**YOUR GOAL:**
From the records below, reproduce the lines starting with the line containing "Query: bollard" and going on through the line containing "POLYGON ((1218 433, 1219", swapping "bollard" for "post" and leaving all else unchanged.
start SUPPLIED INFORMATION
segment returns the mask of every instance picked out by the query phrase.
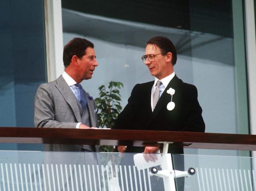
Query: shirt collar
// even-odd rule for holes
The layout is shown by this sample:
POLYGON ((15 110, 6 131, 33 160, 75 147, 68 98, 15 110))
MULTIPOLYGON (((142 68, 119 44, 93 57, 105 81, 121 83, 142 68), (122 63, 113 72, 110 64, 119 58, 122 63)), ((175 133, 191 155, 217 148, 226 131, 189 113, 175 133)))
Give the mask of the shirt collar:
POLYGON ((62 77, 68 85, 68 86, 71 86, 77 84, 74 79, 71 78, 70 75, 67 73, 65 71, 62 74, 62 77))
POLYGON ((173 72, 172 74, 163 78, 161 80, 159 80, 156 77, 155 78, 155 80, 154 82, 154 83, 153 87, 154 87, 155 86, 156 84, 157 84, 157 81, 160 80, 162 82, 162 84, 163 84, 163 86, 164 86, 165 88, 166 88, 166 87, 168 85, 168 84, 169 84, 170 81, 171 81, 171 80, 172 80, 172 79, 173 78, 175 75, 175 73, 174 73, 174 72, 173 72))

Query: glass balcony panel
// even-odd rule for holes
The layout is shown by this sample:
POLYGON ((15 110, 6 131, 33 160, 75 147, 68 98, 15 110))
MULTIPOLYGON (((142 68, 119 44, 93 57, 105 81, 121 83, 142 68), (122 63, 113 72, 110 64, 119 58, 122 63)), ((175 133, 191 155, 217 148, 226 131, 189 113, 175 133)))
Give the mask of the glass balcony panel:
POLYGON ((2 151, 0 190, 165 190, 150 173, 165 156, 147 162, 142 153, 2 151))
MULTIPOLYGON (((177 188, 177 191, 254 190, 252 157, 186 154, 174 154, 173 157, 175 170, 180 170, 180 162, 184 161, 185 171, 192 168, 195 172, 191 176, 188 172, 188 177, 183 179, 184 190, 177 188)), ((177 182, 182 178, 177 178, 177 182)))

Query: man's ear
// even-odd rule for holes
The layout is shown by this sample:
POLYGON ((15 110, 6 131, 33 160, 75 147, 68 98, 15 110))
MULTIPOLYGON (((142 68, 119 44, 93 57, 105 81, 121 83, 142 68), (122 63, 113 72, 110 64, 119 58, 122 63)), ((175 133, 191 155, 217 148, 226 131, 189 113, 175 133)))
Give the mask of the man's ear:
POLYGON ((71 58, 71 62, 75 64, 76 66, 78 66, 79 64, 78 63, 78 59, 79 58, 76 55, 74 55, 72 56, 71 58))
POLYGON ((166 62, 172 62, 172 52, 167 52, 166 54, 166 62))

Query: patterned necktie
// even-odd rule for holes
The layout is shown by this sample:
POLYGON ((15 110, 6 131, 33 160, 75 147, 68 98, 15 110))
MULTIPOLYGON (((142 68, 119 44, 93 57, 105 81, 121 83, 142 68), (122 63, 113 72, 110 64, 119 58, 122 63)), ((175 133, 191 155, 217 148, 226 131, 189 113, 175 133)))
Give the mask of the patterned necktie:
POLYGON ((76 85, 79 88, 79 91, 80 92, 80 103, 82 106, 83 110, 84 110, 85 106, 87 104, 87 103, 88 103, 88 101, 85 96, 85 94, 84 93, 84 90, 82 86, 79 84, 76 84, 76 85))
POLYGON ((159 87, 160 86, 160 84, 161 83, 160 81, 158 80, 157 82, 157 85, 156 89, 155 90, 155 91, 154 93, 154 94, 153 95, 153 110, 154 110, 154 108, 157 105, 157 101, 158 101, 158 99, 159 98, 159 90, 160 88, 159 87))

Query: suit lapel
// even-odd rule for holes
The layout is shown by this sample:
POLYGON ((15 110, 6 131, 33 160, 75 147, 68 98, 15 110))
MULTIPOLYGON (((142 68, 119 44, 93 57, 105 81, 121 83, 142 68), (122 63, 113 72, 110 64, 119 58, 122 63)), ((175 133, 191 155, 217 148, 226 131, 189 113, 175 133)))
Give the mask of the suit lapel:
POLYGON ((61 75, 56 80, 56 87, 59 90, 64 99, 70 106, 78 122, 81 121, 81 116, 76 98, 70 88, 61 75))
MULTIPOLYGON (((176 90, 178 87, 179 84, 179 79, 175 75, 174 77, 170 81, 159 98, 157 104, 153 112, 152 119, 157 116, 160 111, 165 109, 166 108, 164 108, 163 107, 166 108, 168 103, 171 101, 172 96, 167 93, 167 90, 170 87, 176 90)), ((175 96, 174 95, 173 96, 175 96)))

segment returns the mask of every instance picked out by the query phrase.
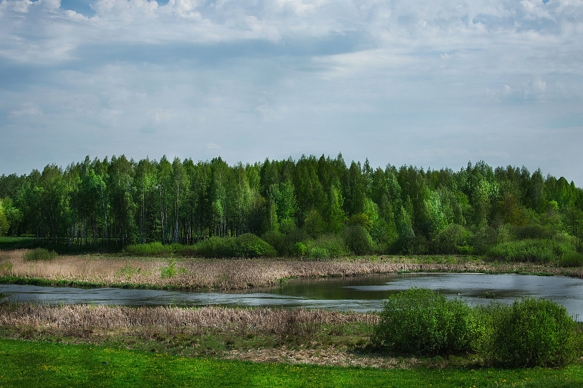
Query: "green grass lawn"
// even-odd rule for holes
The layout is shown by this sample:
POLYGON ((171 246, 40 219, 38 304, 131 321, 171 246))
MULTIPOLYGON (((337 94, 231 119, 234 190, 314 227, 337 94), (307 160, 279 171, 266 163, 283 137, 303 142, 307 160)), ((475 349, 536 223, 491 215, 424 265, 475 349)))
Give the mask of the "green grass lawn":
POLYGON ((188 358, 0 340, 0 387, 583 386, 583 368, 373 369, 188 358))

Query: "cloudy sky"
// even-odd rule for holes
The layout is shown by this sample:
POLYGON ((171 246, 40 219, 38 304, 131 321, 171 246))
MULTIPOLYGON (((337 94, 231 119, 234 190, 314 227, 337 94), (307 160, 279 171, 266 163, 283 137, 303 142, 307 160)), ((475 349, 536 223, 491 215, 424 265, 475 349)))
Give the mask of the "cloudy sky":
POLYGON ((582 0, 1 0, 0 174, 322 153, 583 185, 582 0))

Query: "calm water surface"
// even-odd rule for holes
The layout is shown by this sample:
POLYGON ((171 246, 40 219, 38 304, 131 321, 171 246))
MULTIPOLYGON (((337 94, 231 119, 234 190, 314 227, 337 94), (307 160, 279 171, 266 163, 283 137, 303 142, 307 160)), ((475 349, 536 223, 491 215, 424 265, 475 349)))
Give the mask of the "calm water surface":
POLYGON ((426 287, 472 304, 511 303, 522 297, 545 297, 583 319, 583 280, 557 276, 468 273, 389 274, 324 279, 293 279, 269 287, 229 291, 165 291, 1 284, 12 300, 49 304, 89 303, 131 306, 304 306, 365 312, 380 310, 389 295, 426 287))

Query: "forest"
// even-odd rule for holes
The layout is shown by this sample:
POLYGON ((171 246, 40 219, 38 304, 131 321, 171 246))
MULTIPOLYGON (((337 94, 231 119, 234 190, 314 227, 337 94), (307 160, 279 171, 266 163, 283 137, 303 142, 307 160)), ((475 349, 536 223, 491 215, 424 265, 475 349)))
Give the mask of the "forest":
POLYGON ((483 161, 454 171, 349 165, 341 154, 232 166, 220 157, 87 156, 2 175, 2 235, 77 246, 206 242, 207 251, 247 236, 279 256, 475 254, 581 266, 583 191, 540 169, 483 161))

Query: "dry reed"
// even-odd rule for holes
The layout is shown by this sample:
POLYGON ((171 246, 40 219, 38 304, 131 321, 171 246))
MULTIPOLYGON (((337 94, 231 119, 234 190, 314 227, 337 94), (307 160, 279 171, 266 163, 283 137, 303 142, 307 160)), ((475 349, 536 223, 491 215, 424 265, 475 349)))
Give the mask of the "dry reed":
POLYGON ((337 326, 378 322, 375 314, 341 313, 297 308, 237 309, 217 306, 196 309, 131 308, 103 305, 0 304, 0 325, 46 327, 65 330, 136 329, 147 327, 245 330, 288 334, 306 324, 337 326))
POLYGON ((436 272, 546 272, 583 277, 581 269, 556 268, 531 263, 496 265, 468 261, 462 263, 417 263, 414 259, 383 257, 310 261, 272 259, 173 259, 99 255, 62 256, 50 261, 27 261, 26 250, 0 252, 0 276, 145 287, 184 289, 235 289, 268 285, 293 277, 350 276, 399 271, 436 272))

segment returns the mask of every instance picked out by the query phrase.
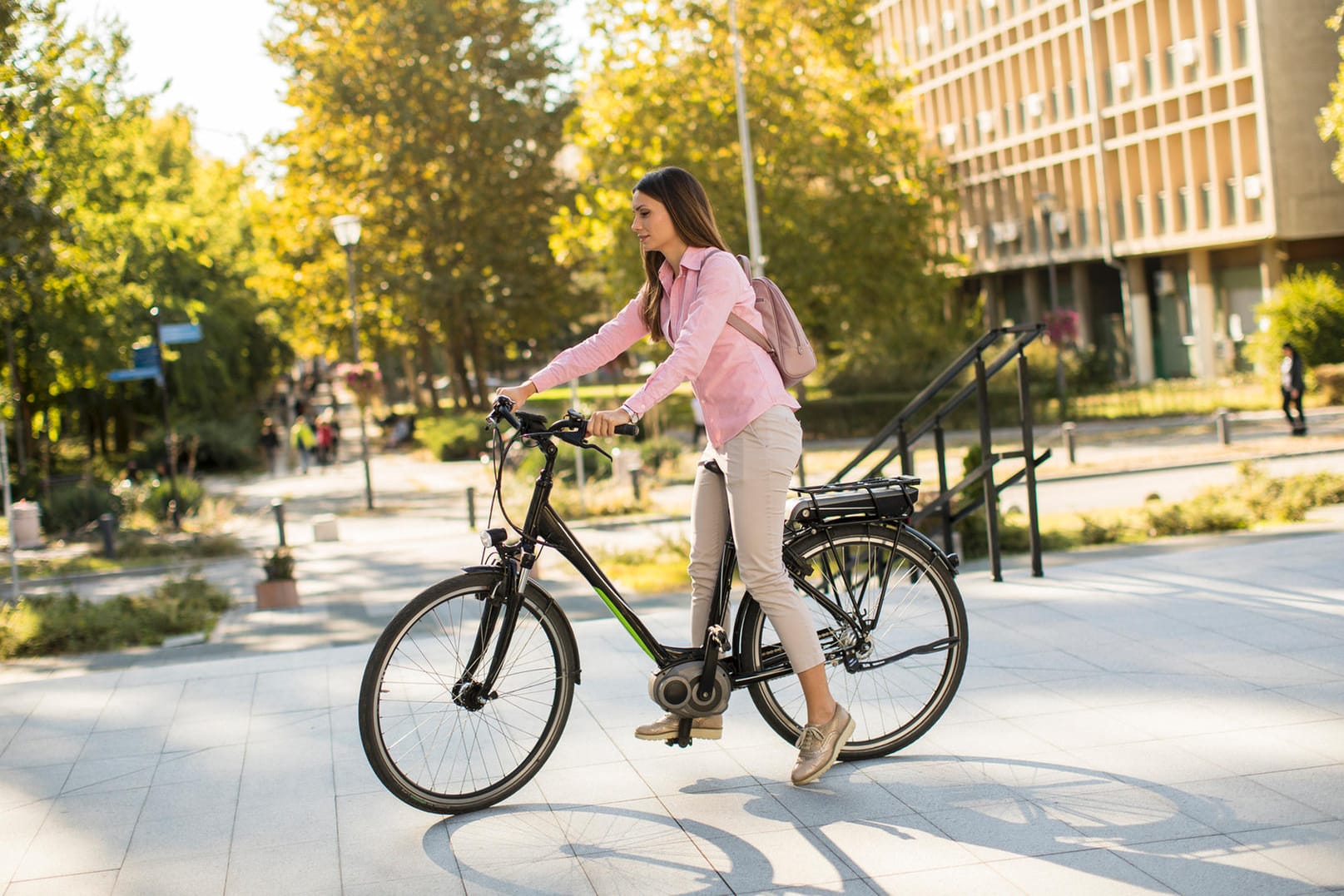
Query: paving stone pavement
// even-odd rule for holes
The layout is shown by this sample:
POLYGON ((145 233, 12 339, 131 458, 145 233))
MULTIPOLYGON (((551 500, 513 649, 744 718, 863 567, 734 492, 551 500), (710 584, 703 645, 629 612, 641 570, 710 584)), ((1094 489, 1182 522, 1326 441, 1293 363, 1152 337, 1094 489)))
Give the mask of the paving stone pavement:
MULTIPOLYGON (((745 695, 723 740, 634 740, 648 662, 555 578, 583 660, 559 748, 446 818, 383 790, 355 704, 382 622, 480 548, 415 502, 340 525, 296 527, 297 611, 0 668, 0 893, 1344 892, 1341 512, 968 567, 952 708, 806 789, 745 695)), ((642 606, 679 639, 680 598, 642 606)))

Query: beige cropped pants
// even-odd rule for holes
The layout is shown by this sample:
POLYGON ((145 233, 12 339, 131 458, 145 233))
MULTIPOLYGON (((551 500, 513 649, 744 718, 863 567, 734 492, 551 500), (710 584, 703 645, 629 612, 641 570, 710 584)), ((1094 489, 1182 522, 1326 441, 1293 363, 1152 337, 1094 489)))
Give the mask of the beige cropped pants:
MULTIPOLYGON (((691 643, 704 639, 723 541, 730 527, 742 584, 765 610, 780 635, 789 665, 806 672, 821 664, 812 614, 784 568, 784 508, 802 454, 802 427, 788 407, 775 404, 731 438, 700 457, 691 496, 691 643), (714 461, 723 474, 706 469, 714 461)), ((727 627, 727 619, 720 623, 727 627)))

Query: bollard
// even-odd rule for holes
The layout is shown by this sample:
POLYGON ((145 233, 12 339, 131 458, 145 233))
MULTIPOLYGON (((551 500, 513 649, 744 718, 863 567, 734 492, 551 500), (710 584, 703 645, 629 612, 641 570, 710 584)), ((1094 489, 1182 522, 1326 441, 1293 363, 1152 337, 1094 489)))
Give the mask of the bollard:
POLYGON ((1218 433, 1219 445, 1232 443, 1231 416, 1226 407, 1214 411, 1214 431, 1218 433))
POLYGON ((1074 443, 1074 434, 1078 430, 1078 424, 1064 423, 1059 430, 1064 434, 1064 454, 1068 457, 1068 465, 1073 466, 1078 459, 1075 453, 1077 445, 1074 443))
POLYGON ((117 517, 110 513, 99 516, 98 535, 102 536, 102 556, 109 560, 117 556, 117 517))
POLYGON ((276 528, 280 531, 280 547, 285 547, 285 502, 280 498, 271 498, 270 512, 276 514, 276 528))

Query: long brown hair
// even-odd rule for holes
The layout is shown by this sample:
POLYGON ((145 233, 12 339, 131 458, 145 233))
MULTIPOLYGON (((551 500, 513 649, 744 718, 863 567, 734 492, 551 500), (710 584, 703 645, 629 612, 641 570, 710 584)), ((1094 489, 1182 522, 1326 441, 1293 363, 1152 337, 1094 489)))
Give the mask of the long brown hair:
MULTIPOLYGON (((663 203, 676 235, 687 246, 712 246, 727 251, 723 236, 719 235, 719 226, 714 220, 710 196, 691 172, 671 165, 656 168, 640 177, 632 192, 644 193, 663 203)), ((663 339, 660 320, 663 281, 659 279, 659 270, 664 261, 667 258, 663 253, 644 253, 644 304, 640 306, 640 316, 649 328, 649 339, 655 343, 663 339)))

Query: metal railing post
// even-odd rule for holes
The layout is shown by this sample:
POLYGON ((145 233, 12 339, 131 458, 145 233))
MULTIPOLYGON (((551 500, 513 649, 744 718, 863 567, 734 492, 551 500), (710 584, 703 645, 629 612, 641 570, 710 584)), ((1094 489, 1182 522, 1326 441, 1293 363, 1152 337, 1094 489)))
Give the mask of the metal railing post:
POLYGON ((985 492, 985 545, 989 548, 989 575, 995 582, 1003 582, 999 557, 999 490, 995 488, 995 446, 989 433, 989 379, 985 376, 985 359, 980 355, 976 356, 976 404, 980 411, 980 465, 984 470, 981 481, 985 492))
POLYGON ((1027 355, 1017 356, 1017 406, 1021 410, 1021 455, 1027 472, 1027 537, 1031 543, 1031 574, 1046 575, 1040 564, 1040 519, 1036 512, 1036 446, 1032 434, 1031 373, 1027 355))

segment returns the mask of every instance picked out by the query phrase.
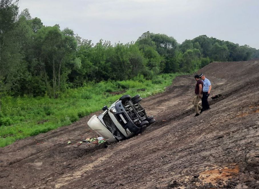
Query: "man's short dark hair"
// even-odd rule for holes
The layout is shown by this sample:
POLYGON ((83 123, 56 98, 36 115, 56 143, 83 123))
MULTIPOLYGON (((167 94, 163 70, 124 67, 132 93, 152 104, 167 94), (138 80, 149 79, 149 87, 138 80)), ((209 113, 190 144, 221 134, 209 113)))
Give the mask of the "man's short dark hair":
POLYGON ((200 75, 199 76, 199 77, 200 78, 201 78, 201 76, 204 75, 204 74, 200 74, 200 75))
POLYGON ((195 78, 197 78, 198 79, 200 79, 200 77, 199 77, 199 75, 196 75, 194 76, 195 78))

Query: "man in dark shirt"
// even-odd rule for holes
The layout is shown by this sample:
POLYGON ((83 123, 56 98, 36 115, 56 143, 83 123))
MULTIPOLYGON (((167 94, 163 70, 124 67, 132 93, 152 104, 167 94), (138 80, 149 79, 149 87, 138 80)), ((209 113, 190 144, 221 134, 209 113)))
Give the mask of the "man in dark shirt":
POLYGON ((194 117, 196 117, 200 115, 199 109, 201 109, 202 108, 202 107, 199 104, 199 103, 200 99, 202 97, 202 89, 203 86, 203 83, 201 80, 200 79, 199 75, 195 75, 194 78, 195 80, 197 81, 197 83, 196 84, 195 91, 195 96, 193 98, 193 103, 194 106, 194 108, 196 112, 196 114, 194 117))

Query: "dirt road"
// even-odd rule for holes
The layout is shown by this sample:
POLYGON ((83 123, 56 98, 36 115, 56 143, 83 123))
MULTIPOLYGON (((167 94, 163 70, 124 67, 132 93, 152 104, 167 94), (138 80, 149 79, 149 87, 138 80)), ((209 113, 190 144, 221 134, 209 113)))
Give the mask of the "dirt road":
POLYGON ((199 116, 193 76, 178 77, 142 100, 157 121, 131 139, 78 146, 96 135, 91 115, 0 149, 0 188, 259 188, 259 61, 214 62, 198 72, 211 95, 222 95, 199 116))

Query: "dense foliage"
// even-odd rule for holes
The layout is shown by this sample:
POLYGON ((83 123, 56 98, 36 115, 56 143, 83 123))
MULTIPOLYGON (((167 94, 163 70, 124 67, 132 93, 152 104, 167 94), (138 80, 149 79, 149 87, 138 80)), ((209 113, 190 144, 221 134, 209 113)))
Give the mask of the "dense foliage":
POLYGON ((165 74, 151 80, 139 76, 126 81, 89 82, 84 87, 67 89, 56 99, 6 95, 2 99, 4 115, 0 113, 0 147, 71 124, 110 105, 124 94, 139 94, 144 97, 161 92, 180 74, 165 74))
POLYGON ((122 94, 161 92, 211 62, 259 58, 258 50, 206 35, 180 44, 147 32, 135 42, 95 45, 44 25, 27 9, 19 14, 18 1, 0 1, 0 147, 69 124, 122 94))
MULTIPOLYGON (((17 3, 17 1, 15 1, 17 3)), ((202 35, 181 44, 172 37, 147 32, 135 42, 95 45, 58 25, 43 25, 15 2, 1 1, 0 11, 0 92, 17 96, 62 91, 90 81, 147 79, 161 73, 191 72, 210 62, 246 60, 259 51, 202 35)))

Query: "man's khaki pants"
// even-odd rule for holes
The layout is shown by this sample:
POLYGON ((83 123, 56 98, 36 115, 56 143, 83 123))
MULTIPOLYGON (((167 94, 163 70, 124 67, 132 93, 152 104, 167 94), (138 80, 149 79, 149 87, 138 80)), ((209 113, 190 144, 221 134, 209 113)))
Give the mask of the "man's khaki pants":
end SUPPLIED INFORMATION
**SOLUTION TO THIS PROBLEM:**
Query: post
// even-odd rule for holes
The layout is shown by this sample:
POLYGON ((145 233, 12 339, 131 458, 145 233))
MULTIPOLYGON (((551 500, 513 649, 744 718, 863 567, 734 492, 551 500), (710 584, 703 645, 629 612, 641 570, 710 584)), ((1094 489, 1182 522, 1326 441, 1293 363, 1152 337, 1094 489)))
Give the mask of the post:
POLYGON ((1218 433, 1219 445, 1232 443, 1231 416, 1226 407, 1214 411, 1214 431, 1218 433))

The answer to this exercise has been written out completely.